WHAT IS REQUIRED: Scale the part of the records that opens with the line containing "Spot the player's face" and closes with the line containing "x=334, y=255", both lines included. Rewrite every line in that part, requests included, but multiply each x and y coordinate in the answers by 1.5 and round it to a whole number, with halves rounded up.

Dataset rows
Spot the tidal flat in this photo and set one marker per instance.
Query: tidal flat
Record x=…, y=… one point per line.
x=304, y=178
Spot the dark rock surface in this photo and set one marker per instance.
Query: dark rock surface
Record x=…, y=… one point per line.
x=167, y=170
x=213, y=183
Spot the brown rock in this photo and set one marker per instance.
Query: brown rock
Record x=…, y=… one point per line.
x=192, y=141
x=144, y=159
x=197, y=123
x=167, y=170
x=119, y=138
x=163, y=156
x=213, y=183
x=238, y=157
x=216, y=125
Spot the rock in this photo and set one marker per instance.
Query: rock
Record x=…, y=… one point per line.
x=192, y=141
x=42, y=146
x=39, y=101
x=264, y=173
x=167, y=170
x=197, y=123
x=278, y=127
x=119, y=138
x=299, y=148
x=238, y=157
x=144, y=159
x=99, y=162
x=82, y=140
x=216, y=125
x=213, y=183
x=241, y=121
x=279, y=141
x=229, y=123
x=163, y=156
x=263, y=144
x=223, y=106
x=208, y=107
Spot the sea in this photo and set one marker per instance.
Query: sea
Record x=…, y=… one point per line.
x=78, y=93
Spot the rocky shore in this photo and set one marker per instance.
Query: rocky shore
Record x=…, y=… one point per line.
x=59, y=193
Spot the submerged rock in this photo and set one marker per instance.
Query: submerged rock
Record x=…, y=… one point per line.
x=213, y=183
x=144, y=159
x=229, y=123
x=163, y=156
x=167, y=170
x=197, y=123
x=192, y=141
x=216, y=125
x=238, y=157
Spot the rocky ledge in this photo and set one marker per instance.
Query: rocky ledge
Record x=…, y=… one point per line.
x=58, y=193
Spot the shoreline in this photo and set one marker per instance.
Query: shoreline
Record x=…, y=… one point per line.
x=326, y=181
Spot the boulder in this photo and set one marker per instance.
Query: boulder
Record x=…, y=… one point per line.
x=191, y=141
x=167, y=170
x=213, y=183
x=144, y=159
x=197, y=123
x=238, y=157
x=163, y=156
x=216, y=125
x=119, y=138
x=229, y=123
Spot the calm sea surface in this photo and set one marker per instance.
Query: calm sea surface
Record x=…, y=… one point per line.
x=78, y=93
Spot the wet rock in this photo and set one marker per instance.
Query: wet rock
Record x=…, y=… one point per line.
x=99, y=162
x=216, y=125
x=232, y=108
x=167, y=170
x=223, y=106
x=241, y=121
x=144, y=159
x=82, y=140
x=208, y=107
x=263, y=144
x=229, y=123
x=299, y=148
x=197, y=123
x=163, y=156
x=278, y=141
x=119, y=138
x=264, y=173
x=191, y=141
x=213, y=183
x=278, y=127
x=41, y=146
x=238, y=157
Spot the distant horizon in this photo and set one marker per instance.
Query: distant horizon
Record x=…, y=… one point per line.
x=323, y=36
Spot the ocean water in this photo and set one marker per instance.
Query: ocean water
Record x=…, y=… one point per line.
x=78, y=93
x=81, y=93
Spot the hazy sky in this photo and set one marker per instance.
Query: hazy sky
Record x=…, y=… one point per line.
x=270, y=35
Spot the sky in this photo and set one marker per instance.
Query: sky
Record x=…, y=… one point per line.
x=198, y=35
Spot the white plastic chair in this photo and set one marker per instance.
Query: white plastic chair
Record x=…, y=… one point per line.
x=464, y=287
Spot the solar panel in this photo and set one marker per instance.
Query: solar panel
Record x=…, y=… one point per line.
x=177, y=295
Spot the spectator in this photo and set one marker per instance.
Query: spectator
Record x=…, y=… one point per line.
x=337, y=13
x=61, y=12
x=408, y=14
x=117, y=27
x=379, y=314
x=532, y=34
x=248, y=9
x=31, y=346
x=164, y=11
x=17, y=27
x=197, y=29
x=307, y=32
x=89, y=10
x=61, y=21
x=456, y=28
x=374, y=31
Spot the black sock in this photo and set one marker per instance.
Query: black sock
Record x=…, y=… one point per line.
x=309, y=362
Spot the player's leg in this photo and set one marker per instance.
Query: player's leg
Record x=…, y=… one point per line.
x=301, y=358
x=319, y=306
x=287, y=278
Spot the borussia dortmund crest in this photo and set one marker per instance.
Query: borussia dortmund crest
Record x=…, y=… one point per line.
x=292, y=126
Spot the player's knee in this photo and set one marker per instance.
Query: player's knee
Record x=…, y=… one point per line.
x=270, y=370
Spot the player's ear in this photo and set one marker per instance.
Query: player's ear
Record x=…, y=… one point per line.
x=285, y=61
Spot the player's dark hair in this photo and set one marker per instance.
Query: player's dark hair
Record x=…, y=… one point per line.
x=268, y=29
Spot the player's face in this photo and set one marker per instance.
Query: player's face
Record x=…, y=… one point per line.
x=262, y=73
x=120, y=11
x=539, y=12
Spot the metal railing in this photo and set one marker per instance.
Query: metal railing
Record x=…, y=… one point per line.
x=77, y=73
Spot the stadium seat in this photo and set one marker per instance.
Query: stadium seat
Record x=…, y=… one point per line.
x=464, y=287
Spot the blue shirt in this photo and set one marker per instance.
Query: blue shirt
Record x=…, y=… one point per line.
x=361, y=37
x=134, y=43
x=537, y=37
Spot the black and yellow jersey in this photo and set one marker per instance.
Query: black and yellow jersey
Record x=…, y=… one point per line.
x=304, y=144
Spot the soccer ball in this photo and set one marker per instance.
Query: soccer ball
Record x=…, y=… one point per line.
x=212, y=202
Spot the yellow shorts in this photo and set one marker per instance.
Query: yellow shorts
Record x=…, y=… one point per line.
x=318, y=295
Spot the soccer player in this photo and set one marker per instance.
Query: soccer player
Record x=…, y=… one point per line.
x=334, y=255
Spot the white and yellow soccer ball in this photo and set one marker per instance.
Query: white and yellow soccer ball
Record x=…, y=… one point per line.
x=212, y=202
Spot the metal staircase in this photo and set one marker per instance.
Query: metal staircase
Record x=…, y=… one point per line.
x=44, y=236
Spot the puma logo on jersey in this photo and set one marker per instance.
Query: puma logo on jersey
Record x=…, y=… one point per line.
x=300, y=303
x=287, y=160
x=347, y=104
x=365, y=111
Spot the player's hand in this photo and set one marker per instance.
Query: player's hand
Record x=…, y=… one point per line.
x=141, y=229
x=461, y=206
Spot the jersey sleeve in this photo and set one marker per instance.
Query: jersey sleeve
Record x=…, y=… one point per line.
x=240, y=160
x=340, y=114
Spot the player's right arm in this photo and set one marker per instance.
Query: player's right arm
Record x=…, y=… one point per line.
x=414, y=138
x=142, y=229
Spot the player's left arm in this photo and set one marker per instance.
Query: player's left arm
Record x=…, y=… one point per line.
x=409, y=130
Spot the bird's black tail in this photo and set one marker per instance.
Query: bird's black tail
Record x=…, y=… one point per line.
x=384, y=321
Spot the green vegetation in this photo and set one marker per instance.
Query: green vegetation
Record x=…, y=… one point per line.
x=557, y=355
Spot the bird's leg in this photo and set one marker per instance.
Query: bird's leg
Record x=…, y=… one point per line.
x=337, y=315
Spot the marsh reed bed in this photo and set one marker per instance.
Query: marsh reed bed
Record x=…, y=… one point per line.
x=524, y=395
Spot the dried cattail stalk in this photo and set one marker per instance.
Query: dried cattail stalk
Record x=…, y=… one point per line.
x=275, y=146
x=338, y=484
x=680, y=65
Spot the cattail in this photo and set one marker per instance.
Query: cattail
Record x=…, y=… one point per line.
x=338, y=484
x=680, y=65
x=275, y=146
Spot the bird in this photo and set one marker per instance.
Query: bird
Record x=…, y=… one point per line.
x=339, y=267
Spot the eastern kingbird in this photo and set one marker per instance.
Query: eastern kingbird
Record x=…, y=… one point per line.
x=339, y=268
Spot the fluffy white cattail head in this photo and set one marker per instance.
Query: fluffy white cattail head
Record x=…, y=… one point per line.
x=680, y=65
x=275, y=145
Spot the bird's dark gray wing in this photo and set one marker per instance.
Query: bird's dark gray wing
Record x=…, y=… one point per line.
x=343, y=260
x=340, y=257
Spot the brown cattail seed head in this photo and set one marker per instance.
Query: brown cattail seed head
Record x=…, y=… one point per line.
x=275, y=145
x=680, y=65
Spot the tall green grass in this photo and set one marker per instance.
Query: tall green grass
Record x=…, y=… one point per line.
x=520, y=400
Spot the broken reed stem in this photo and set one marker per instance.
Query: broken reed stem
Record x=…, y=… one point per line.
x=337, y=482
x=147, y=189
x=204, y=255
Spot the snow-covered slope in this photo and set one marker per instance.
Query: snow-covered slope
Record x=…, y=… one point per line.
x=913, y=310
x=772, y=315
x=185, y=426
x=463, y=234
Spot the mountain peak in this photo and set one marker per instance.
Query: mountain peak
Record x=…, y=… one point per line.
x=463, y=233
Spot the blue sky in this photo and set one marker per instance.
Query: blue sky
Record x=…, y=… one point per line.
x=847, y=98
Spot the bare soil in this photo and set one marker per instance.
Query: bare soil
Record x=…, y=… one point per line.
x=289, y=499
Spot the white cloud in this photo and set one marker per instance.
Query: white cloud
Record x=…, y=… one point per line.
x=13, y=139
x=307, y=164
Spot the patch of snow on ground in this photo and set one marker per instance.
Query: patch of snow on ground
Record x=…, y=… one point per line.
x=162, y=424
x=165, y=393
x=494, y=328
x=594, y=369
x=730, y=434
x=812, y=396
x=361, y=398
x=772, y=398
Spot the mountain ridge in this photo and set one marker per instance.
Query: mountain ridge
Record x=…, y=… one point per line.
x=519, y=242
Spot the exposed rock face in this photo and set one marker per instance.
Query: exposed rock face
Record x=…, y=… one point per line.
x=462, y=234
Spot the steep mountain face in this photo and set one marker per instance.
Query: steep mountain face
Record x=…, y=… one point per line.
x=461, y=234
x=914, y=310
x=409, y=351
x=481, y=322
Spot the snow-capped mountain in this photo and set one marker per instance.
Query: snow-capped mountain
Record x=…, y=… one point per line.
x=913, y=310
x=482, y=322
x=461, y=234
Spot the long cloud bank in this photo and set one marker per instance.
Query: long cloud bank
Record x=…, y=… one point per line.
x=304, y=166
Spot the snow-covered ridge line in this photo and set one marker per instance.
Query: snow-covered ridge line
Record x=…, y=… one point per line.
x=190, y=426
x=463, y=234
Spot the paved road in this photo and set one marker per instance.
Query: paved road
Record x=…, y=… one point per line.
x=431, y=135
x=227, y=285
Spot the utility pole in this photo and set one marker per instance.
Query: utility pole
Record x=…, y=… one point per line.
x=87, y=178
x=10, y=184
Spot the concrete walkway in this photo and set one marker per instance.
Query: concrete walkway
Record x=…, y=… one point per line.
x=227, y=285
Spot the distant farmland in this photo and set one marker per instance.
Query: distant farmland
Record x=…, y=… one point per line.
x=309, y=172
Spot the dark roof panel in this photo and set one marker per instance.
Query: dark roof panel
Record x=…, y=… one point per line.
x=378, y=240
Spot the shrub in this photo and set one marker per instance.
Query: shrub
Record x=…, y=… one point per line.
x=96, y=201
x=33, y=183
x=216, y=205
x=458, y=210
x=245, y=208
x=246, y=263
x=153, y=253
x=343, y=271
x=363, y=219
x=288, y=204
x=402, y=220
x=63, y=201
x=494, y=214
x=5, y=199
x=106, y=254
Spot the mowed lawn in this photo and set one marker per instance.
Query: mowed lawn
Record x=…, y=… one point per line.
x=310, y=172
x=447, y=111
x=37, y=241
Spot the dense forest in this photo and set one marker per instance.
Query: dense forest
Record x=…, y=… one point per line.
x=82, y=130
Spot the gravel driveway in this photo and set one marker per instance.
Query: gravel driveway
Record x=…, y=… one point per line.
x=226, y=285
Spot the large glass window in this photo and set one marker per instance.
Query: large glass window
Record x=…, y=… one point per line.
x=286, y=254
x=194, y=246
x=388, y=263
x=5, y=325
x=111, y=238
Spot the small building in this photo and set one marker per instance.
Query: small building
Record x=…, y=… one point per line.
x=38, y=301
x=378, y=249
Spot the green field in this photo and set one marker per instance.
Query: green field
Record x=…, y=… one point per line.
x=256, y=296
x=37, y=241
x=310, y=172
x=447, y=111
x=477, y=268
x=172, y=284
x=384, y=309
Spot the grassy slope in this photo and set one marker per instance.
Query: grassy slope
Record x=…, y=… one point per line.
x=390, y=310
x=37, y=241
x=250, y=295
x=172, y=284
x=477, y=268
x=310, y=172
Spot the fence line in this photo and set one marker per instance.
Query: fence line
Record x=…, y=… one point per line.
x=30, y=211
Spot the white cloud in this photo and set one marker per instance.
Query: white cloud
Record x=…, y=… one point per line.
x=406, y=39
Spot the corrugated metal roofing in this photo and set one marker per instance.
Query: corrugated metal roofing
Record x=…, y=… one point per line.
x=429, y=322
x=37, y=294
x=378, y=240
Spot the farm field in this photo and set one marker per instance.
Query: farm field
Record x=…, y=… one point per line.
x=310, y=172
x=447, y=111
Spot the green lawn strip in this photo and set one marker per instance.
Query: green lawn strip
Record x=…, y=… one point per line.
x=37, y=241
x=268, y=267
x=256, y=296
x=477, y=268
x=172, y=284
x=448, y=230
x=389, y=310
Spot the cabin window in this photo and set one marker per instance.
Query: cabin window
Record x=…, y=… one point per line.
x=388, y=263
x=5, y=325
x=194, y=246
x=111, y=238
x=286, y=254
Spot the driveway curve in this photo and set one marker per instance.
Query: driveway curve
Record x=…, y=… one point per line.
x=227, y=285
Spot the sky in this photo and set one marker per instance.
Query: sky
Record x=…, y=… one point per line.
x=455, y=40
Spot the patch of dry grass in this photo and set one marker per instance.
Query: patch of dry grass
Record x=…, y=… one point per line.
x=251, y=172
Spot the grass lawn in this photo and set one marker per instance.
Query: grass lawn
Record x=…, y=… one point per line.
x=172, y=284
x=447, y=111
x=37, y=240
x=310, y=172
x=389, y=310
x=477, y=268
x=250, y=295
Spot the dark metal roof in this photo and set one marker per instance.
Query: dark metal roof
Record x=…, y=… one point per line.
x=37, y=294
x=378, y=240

SOLVED PROBLEM:
Spot the player's face in this photo and set one marker per instance.
Query: player's face
Record x=…, y=… one point per line.
x=393, y=110
x=180, y=17
x=809, y=18
Spot the metal railing in this photo and set one marker per instance.
Query: metal railing
Record x=…, y=… one point per line.
x=116, y=110
Spot the stadium seat in this photo and set one marker per instance.
Query: stadium seat
Record x=…, y=… one point per line.
x=696, y=431
Spot the blue shirt in this photo and set one marker per instance.
Query: blue shirt
Record x=…, y=… one point per line.
x=542, y=56
x=201, y=65
x=806, y=56
Spot the black and yellow jersey in this photo and set one marker per instance.
Query: black and yellow jersey
Record x=…, y=… one point per line.
x=456, y=216
Spot the soccer ball in this photo and set one marker per instance.
Query: soccer ball
Record x=…, y=… one point per line.
x=318, y=303
Spot the yellow shorts in this photo and set one marker per instance.
Query: yellow shorts
Record x=…, y=… one point per line.
x=477, y=443
Spot the soccer player in this photo and set one marker per instance.
Query: soccer player
Record x=…, y=… one point per line.
x=501, y=383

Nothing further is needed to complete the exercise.